Return every line of the data below that contains the string "item". Matching is case-sensitive.
--------
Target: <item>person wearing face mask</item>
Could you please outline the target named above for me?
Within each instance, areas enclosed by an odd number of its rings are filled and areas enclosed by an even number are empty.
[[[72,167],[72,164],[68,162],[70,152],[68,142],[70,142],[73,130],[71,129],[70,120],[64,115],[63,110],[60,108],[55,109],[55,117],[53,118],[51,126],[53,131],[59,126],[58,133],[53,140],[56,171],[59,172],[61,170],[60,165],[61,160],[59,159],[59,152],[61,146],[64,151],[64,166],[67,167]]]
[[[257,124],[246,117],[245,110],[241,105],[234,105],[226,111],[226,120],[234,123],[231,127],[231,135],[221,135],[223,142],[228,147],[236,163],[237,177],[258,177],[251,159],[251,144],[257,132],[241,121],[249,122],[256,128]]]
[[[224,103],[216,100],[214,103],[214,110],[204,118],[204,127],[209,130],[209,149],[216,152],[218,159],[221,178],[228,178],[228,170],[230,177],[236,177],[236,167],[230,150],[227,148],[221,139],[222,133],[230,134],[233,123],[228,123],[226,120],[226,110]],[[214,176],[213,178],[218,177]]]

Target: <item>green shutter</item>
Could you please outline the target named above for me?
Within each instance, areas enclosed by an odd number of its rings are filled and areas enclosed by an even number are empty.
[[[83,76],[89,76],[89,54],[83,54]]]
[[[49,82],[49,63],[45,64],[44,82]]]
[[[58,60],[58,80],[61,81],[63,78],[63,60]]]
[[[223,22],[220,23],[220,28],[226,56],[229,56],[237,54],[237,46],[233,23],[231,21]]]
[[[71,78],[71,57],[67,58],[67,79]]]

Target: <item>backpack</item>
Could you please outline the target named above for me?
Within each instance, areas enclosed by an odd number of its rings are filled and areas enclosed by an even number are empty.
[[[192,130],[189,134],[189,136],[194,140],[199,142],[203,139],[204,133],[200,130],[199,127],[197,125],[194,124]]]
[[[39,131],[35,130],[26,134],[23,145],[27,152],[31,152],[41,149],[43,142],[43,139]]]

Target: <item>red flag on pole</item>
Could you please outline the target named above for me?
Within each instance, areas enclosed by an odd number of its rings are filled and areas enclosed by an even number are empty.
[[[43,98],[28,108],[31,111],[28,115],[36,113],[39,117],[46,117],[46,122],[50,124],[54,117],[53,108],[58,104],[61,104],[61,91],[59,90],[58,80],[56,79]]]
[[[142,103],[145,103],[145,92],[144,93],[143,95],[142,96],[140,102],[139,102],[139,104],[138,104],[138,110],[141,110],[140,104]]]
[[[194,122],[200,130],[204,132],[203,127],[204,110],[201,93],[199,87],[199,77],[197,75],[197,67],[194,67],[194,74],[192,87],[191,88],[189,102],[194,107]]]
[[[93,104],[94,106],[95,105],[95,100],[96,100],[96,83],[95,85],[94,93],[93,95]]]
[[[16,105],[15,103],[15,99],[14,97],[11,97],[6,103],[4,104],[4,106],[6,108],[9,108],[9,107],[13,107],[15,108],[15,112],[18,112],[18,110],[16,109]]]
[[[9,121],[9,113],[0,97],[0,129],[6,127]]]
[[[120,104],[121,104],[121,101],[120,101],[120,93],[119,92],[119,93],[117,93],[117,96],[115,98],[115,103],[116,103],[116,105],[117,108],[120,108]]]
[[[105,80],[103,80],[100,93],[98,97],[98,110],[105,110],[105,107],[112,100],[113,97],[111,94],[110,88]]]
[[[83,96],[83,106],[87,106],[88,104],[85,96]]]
--------
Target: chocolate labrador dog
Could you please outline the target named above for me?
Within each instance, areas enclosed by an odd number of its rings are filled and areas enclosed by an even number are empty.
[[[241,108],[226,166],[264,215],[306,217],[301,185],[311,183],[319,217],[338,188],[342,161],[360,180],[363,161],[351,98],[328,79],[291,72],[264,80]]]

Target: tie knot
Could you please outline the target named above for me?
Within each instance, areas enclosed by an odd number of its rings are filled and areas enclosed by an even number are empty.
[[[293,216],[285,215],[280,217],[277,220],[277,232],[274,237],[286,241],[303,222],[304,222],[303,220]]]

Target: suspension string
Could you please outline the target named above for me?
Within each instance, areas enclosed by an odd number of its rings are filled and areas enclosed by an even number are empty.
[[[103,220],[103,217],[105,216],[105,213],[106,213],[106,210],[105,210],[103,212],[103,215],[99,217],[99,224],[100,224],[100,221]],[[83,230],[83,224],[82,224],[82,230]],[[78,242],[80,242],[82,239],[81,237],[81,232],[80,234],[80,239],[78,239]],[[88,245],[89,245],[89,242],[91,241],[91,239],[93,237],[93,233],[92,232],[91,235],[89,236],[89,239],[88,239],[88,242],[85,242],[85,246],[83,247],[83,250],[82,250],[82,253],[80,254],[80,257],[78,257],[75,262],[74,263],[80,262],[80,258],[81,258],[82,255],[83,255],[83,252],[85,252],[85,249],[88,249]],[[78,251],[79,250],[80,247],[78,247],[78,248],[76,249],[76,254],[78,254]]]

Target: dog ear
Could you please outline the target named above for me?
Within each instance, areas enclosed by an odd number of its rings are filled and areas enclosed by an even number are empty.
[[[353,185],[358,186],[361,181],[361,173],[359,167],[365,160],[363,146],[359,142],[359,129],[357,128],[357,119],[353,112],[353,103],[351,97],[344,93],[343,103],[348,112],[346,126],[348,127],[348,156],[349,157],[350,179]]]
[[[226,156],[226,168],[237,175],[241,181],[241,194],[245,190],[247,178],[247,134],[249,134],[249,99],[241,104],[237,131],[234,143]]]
--------
▶ [IN RESPONSE]
Target: <item>person wearing face mask</item>
Target: <item>green shutter</item>
Target: <item>backpack</item>
Target: <item>red flag on pole</item>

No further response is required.